[COSA FARE] Riassumi in due frasi il brano sull'acquisizione di Credit Suisse.

[BRANO]
+---+

A rischio fino a diecimila posti di lavoro.
A seguito dell’annuncio dell’acquisizione di Credit Suisse da parte di UBS giunta nella giornata di domenica, è chiaramente emerso che, oltre all’impegno ingente e impressionante richiesto alla collettività in forma di sostegno finanziario da parte della Confederazione e della Banca nazionale, sarà necessario uno sforzo collettivo di sostegno alle numerose persone, fino a 10'000 in tutta la Svizzera, che perderanno il loro posto di lavoro. Il Credit Suisse impiega nel nostro cantone circa 500 persone.

+---+

[ESTRATTI DEI DATI]
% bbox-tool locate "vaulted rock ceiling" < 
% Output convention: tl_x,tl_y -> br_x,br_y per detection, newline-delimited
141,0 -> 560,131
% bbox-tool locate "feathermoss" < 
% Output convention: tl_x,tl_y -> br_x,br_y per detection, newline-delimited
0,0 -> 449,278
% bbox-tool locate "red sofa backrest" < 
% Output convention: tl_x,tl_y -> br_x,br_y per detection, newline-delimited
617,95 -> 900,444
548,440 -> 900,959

+---+

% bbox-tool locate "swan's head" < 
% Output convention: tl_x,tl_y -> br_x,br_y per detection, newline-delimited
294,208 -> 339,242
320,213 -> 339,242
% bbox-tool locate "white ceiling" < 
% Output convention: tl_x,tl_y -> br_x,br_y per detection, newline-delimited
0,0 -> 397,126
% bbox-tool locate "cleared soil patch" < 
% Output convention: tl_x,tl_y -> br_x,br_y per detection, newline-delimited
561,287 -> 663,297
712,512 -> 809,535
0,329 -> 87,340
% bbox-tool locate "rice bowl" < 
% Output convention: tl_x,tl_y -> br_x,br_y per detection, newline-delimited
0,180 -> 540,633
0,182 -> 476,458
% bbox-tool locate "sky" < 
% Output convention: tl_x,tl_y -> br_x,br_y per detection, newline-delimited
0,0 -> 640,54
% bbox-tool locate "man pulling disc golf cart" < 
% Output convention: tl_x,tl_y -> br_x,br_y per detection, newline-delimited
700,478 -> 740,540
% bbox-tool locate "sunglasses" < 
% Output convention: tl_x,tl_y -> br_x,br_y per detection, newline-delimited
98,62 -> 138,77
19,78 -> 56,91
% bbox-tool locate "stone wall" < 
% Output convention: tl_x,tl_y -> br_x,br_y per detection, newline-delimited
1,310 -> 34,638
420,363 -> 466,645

+---+

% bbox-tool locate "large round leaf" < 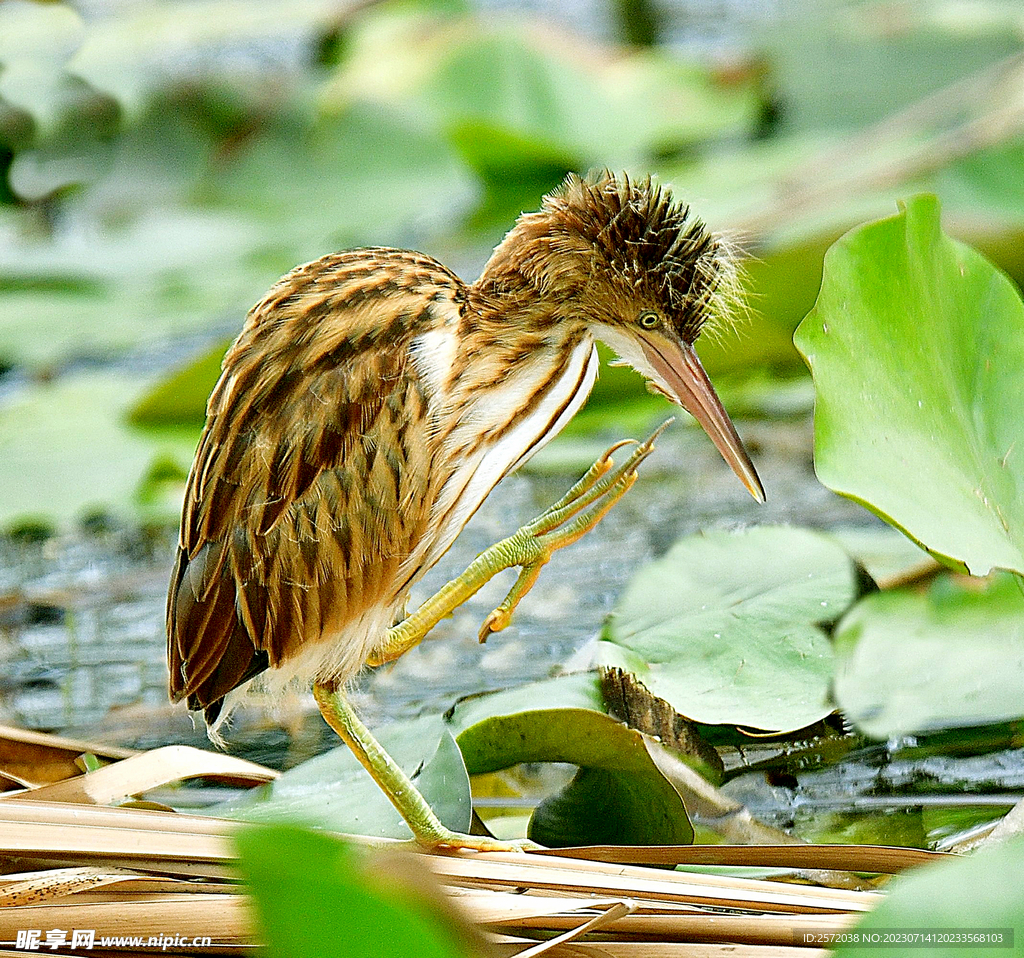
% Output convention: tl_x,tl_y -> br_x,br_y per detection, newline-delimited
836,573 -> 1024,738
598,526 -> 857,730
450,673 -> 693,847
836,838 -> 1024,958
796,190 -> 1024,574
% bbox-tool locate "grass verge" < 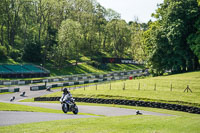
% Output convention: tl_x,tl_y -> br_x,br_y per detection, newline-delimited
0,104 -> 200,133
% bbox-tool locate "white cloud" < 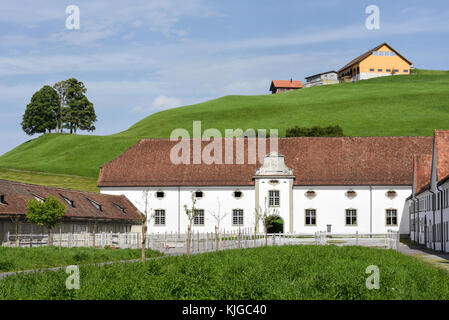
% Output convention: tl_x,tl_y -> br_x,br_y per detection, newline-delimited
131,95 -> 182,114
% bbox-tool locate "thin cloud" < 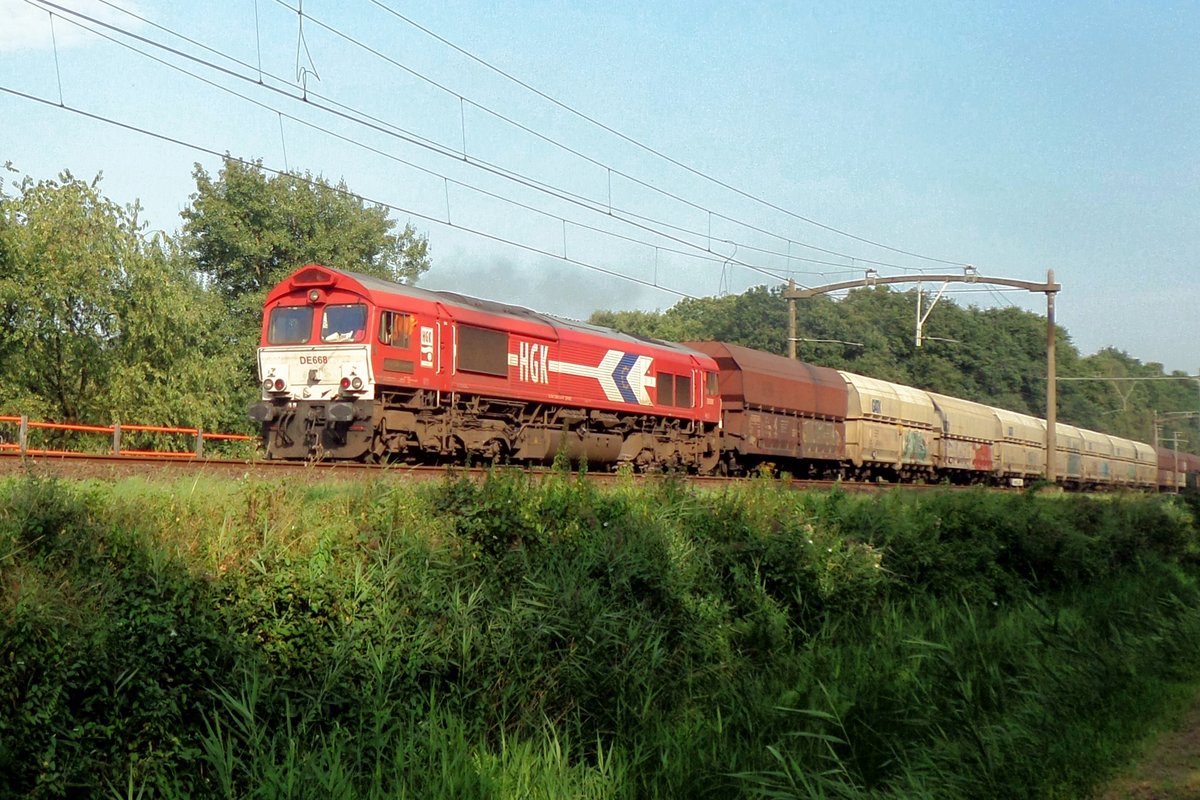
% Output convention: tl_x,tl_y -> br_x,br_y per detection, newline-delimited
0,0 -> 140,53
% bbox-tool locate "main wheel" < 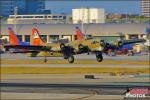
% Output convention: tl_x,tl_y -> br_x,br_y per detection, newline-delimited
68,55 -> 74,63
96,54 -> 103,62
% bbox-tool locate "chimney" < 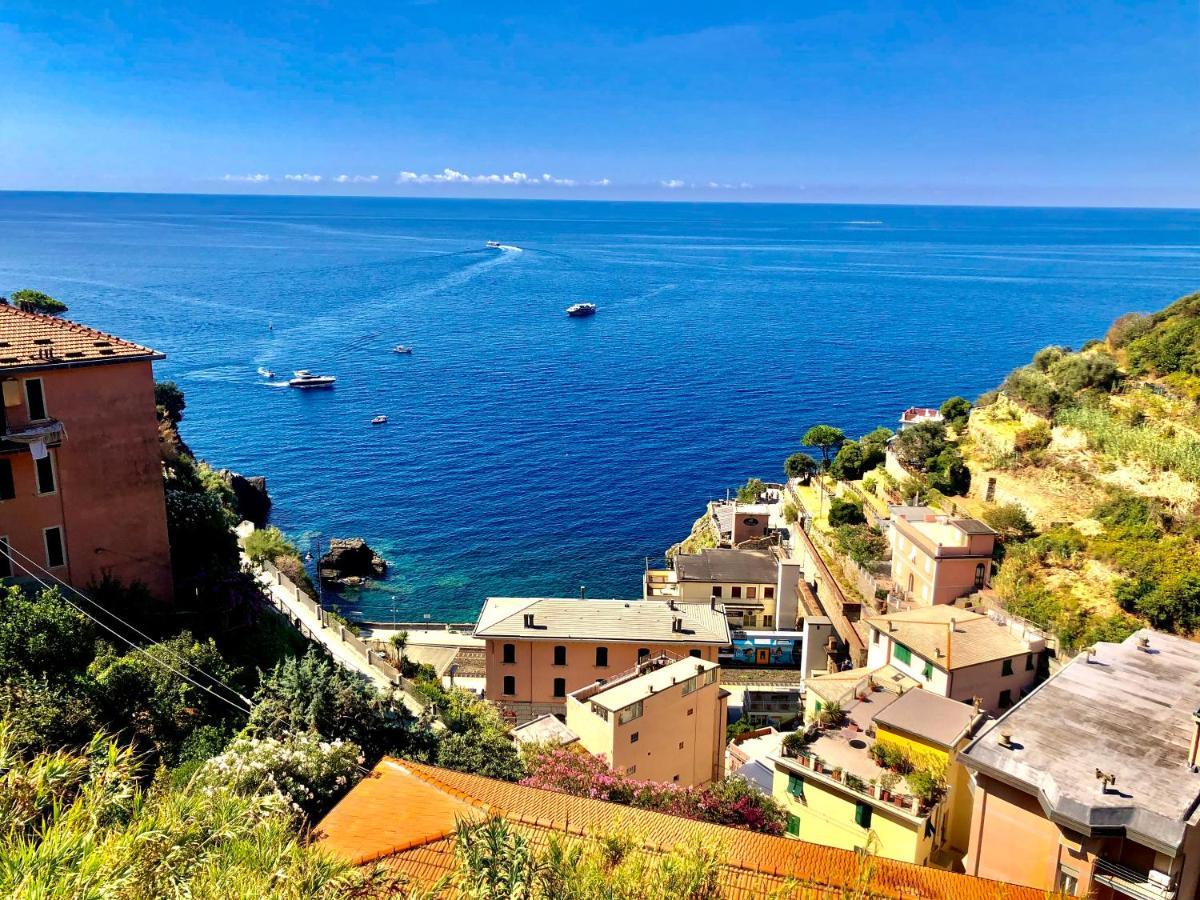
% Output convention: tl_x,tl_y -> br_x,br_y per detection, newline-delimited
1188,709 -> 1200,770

+---+

[RISULTATO] Dopo l'annuncio dell'acquisizione di Credit Suisse da parte di UBS, arrivato domenica, oltre all'ingente sostegno finanziario di Confederazione e Banca nazionale servirà uno sforzo collettivo per le persone che perderanno il lavoro, fino a 10'000 in tutta la Svizzera. Nel cantone Credit Suisse impiega circa 500 persone.